Excerpts of pointing data:
-------

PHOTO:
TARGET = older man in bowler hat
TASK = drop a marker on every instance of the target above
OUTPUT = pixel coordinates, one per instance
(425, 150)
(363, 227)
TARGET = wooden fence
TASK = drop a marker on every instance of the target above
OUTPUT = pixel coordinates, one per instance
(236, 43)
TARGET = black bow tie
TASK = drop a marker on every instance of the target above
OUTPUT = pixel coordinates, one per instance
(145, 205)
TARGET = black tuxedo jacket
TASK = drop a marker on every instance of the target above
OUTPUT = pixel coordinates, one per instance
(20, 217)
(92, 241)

-------

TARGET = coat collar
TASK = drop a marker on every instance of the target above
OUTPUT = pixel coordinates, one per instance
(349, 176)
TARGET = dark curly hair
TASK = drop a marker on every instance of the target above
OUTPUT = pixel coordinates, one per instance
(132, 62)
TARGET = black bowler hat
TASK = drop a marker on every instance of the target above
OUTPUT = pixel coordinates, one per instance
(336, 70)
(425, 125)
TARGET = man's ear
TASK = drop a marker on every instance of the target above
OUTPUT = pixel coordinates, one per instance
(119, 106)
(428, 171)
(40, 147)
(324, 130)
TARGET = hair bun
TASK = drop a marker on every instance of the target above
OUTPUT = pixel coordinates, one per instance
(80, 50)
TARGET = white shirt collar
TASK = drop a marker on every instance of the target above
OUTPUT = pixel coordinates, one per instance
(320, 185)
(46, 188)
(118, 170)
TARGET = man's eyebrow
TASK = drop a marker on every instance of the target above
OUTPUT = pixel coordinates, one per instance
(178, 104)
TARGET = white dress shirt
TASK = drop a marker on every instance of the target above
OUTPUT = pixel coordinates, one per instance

-------

WRITTEN REQUEST: How many lines in the entries above contain the word "hair"? Reply with the number alone.

SOLUTION FOR THIS TASK: 2